»»
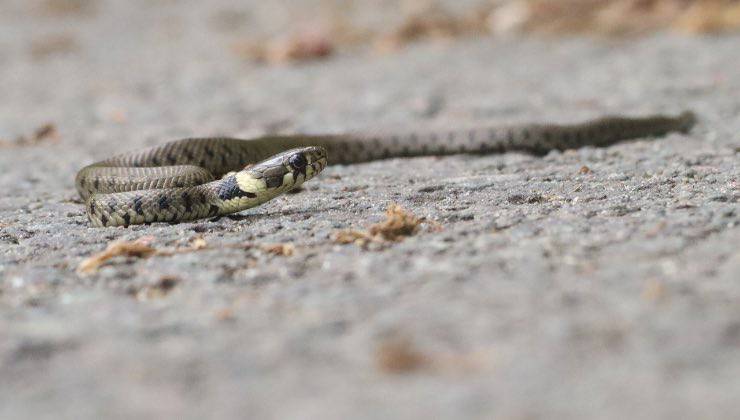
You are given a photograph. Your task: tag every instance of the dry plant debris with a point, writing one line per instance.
(432, 22)
(285, 250)
(427, 20)
(302, 46)
(399, 355)
(46, 132)
(140, 248)
(397, 225)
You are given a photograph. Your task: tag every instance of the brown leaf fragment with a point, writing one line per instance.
(301, 46)
(397, 225)
(139, 248)
(284, 250)
(399, 355)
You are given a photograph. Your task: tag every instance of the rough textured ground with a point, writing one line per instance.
(549, 292)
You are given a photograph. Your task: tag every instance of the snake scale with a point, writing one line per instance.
(206, 177)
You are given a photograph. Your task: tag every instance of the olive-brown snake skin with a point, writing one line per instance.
(204, 177)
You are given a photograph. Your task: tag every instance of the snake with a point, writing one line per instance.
(195, 178)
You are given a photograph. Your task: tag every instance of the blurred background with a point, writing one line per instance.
(289, 30)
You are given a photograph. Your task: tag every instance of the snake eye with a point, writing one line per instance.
(298, 161)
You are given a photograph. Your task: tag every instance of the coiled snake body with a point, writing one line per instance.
(204, 177)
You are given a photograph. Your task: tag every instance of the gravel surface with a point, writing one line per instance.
(590, 283)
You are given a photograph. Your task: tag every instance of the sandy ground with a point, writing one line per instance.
(538, 290)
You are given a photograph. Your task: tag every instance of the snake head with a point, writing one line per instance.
(290, 168)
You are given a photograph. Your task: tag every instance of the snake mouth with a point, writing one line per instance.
(306, 162)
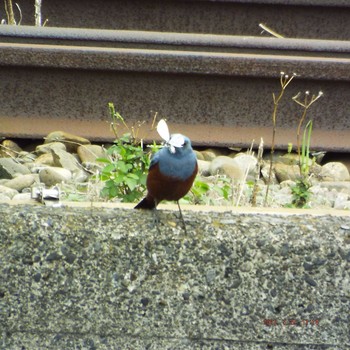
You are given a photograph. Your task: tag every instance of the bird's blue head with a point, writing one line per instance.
(179, 145)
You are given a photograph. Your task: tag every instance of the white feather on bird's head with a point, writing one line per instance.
(171, 141)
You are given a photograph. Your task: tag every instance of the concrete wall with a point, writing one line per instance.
(105, 278)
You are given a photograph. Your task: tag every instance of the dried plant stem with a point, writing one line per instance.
(306, 104)
(257, 175)
(284, 81)
(37, 6)
(9, 12)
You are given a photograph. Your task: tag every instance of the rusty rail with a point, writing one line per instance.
(215, 88)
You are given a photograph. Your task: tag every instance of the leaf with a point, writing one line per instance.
(131, 183)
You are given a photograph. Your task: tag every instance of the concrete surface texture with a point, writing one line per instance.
(107, 278)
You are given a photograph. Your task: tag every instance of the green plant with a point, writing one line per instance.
(300, 193)
(220, 189)
(285, 80)
(125, 170)
(304, 150)
(126, 164)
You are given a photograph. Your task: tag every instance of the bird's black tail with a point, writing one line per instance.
(146, 203)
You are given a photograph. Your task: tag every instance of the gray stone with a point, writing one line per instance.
(89, 153)
(51, 176)
(265, 172)
(65, 160)
(22, 181)
(72, 142)
(9, 149)
(25, 197)
(9, 168)
(47, 147)
(8, 192)
(226, 166)
(45, 159)
(113, 269)
(246, 162)
(208, 155)
(286, 172)
(4, 197)
(340, 186)
(334, 171)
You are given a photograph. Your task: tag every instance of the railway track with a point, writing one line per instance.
(215, 88)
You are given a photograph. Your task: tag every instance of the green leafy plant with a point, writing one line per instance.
(125, 170)
(301, 193)
(285, 80)
(209, 193)
(126, 164)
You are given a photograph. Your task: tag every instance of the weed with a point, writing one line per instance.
(125, 170)
(301, 193)
(126, 164)
(285, 80)
(210, 193)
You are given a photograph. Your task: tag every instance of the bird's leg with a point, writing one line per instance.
(181, 216)
(156, 217)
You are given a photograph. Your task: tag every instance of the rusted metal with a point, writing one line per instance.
(317, 19)
(216, 89)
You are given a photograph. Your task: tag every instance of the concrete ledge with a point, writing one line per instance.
(105, 278)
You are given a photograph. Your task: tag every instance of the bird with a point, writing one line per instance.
(171, 173)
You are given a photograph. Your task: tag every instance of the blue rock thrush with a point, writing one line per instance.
(171, 173)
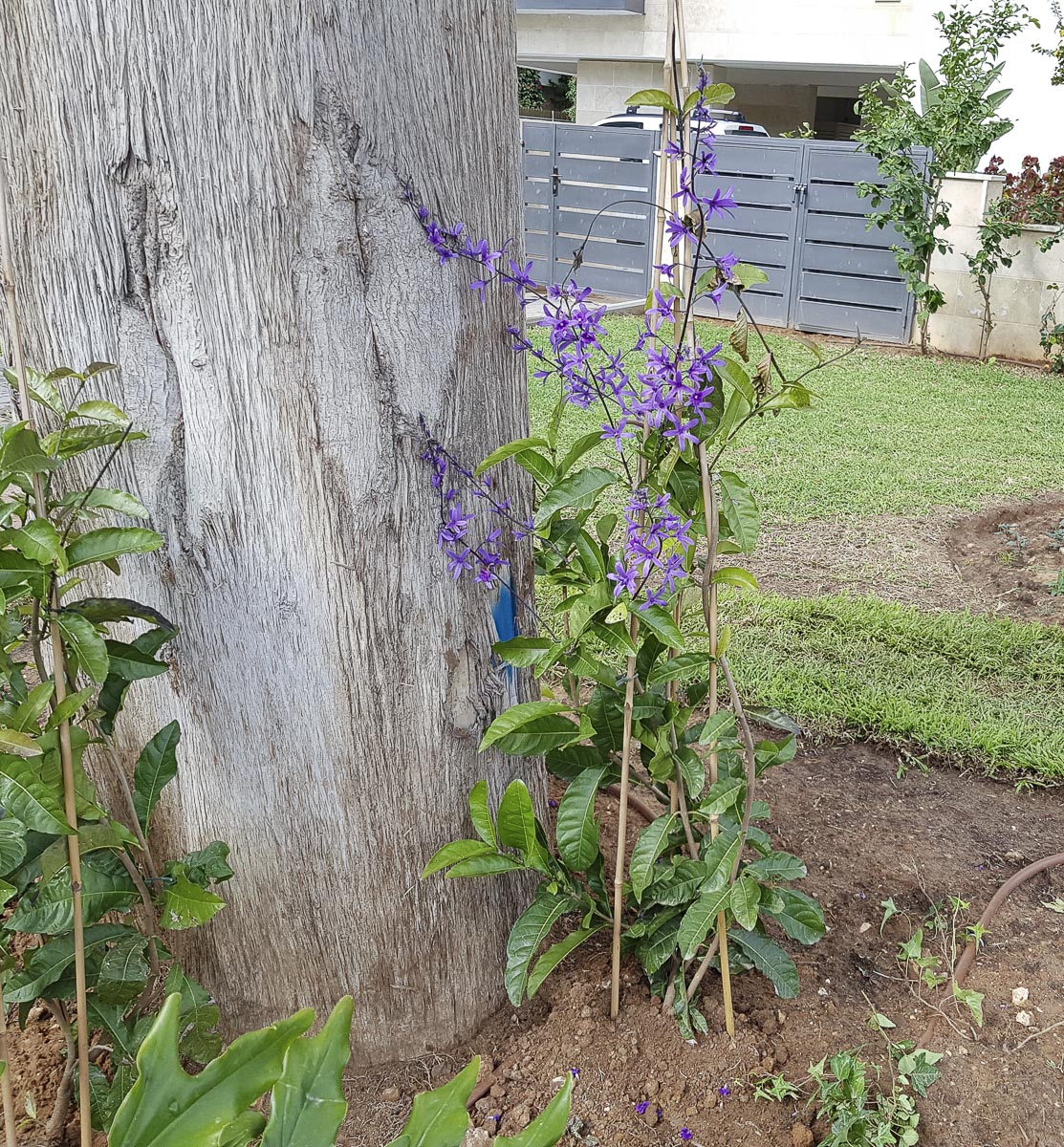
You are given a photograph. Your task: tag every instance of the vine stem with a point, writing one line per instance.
(622, 830)
(58, 674)
(11, 1134)
(708, 607)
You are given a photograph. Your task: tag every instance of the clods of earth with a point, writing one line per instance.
(867, 835)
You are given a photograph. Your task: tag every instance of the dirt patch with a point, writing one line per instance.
(949, 559)
(1016, 553)
(866, 835)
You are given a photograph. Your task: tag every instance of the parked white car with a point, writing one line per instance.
(725, 121)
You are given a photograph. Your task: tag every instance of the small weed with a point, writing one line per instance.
(933, 949)
(1015, 543)
(1056, 536)
(847, 1093)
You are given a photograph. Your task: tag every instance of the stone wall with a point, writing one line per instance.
(1019, 295)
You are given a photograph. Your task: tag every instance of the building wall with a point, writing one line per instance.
(781, 39)
(1019, 295)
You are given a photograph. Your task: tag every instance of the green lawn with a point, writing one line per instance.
(891, 434)
(898, 434)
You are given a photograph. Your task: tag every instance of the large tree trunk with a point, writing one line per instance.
(208, 195)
««
Problem
Please print the data above in its entirety, exactly, but without any picture.

Your response
You are given a photograph. Your task: tag every instance of the dry plant debris with a point, writing one line per instance.
(432, 22)
(285, 250)
(427, 20)
(302, 46)
(399, 355)
(46, 132)
(140, 248)
(397, 225)
You are given a photograph. Your task: tag every instance of the brown leaf fragment with a point, writing one line per instance.
(301, 46)
(397, 225)
(139, 248)
(284, 250)
(399, 355)
You are given a photograph. Your task: tag every instance of the rough textured ground with a point, writing one line per instance.
(549, 292)
You are given a photograph. Your task: tag every instance of the snake scale with a point, writing one line per instance.
(206, 177)
You are given a photograph. Your task: tag every instance of the olive-brown snake skin with a point, writing one line per instance.
(204, 177)
You are given a photograph. Your task: tag every instance of the snake with a point, writing one line per instance.
(195, 178)
You are given a photograph. Your task: tag every instance of the blurred background with a point, writing one line per instance.
(289, 30)
You are given a photograph. Your task: tag every instance of the snake eye with a point, writing one line per instance.
(298, 161)
You are given a photograph. Your task: tag every instance of the coiled snake body with a point, writing one line per instance.
(204, 177)
You are given a photograph. Your task: tag every instance of the gravel surface with a point, writing one line per instance.
(590, 283)
You are given a photograph. Your task: tag every instance of the sandy ground with a point, writing one line per instance.
(538, 290)
You are given a photograph. Your task: tag every instance of the snake head with a point, writing one line per instance.
(290, 168)
You are given a photograph. Your task: tag every instance of the snake mouth with a point, writing one line per instance.
(306, 162)
You are given a photograph. Your task: tag every instance of the bird's blue head with a point, writing one line per instance.
(179, 145)
You are given a photograph. Your task: tag every instance of the white feather on bird's head with a point, writing one line per instance.
(171, 141)
You are given a photograph. Your task: tag every instance of the concrete wall with a point, writing one line per instance.
(105, 278)
You are given a photograph. Your task: tag every instance of the dried plant stem with a point, writing one line per instance.
(306, 104)
(257, 175)
(284, 81)
(37, 6)
(9, 12)
You are given a photograph. Your task: tag every instance of the rusty rail with a point, writing one line per instance.
(215, 88)
You are given a photograph. Your task: tag every instance of the leaf with a point, writing one line per instance.
(131, 183)
You are given a photograph. Your task: tag every instance of the concrete surface texture with a point, writing one line per instance.
(107, 278)
You are given a photograph. Your task: tag every instance of the green plant with a point, writing one line per instance.
(300, 193)
(220, 189)
(285, 80)
(125, 170)
(304, 150)
(126, 164)
You are given a photograph. Your task: tag every instance of the bird's black tail with a point, writing one line per instance.
(146, 203)
You are given a photograph. Your task: tag every instance of the gray stone with a point, writing one line per instance.
(89, 153)
(51, 176)
(265, 172)
(65, 160)
(22, 181)
(72, 142)
(9, 149)
(25, 197)
(9, 168)
(47, 147)
(8, 192)
(226, 166)
(45, 159)
(113, 269)
(246, 162)
(208, 155)
(286, 172)
(4, 197)
(340, 186)
(334, 171)
You are given a photograph. Your task: tag every instance of the railway track with a point, writing one line per instance.
(215, 88)
You are given a photograph. Your task: tag every instance of the green leafy plant with a point, writing one line per instance.
(125, 170)
(301, 193)
(285, 80)
(209, 193)
(126, 164)
You are given a photograph. Your task: tag every instance of the weed with a point, writing one line per instance.
(125, 170)
(301, 193)
(126, 164)
(285, 80)
(210, 193)
You are given a photograph. Your task: tag every instance of the bird's leg with a point, writing one line per instance.
(181, 216)
(156, 217)
You are given a photograph. Your task: tag every instance of the rusted metal with a point, writing one line per instance.
(317, 19)
(216, 89)
You are given a photograph. Your task: tag every instance of the concrete ledge with a point, writing one line per instance.
(105, 278)
You are given a photograph. Your task: tag every instance of the bird with a point, writing one line per instance.
(171, 173)
You are given a photograph. Your task: tag every instance of the blue rock thrush with a point, writing one line per instance.
(171, 173)
You are given a photograph. Your task: tag every instance of the vine stem with a point, writing one line per instance.
(622, 830)
(58, 674)
(11, 1134)
(708, 607)
You are given a photograph. Your task: tag every instance of the clods of earth with a point, writing one line per instance.
(867, 835)
You are given a photograph. Your task: tag every instance of the dirt patch with a point, writing one line per instance.
(949, 559)
(1016, 553)
(866, 835)
You are given a photograph. Your task: tag every instance of the parked white car with a point, writing one line per instance.
(725, 121)
You are given a photograph. Your task: tag every instance of the small weed with a point, writing one line per instance.
(933, 949)
(1015, 543)
(1056, 536)
(847, 1093)
You are given a photograph. Your task: tag every instance of the stone wall with a point, writing one line per instance.
(1019, 295)
You are given a photograph. Your task: tag every instance of the building wall with a point, writing one line per instance.
(781, 39)
(1019, 295)
You are given a photograph. Your task: tag every instance of the green lawn with a point, writing one line per instance.
(891, 434)
(898, 434)
You are given a photograph. Your task: tag every instance of the large tree trunk with a point, writing one line per instance.
(208, 195)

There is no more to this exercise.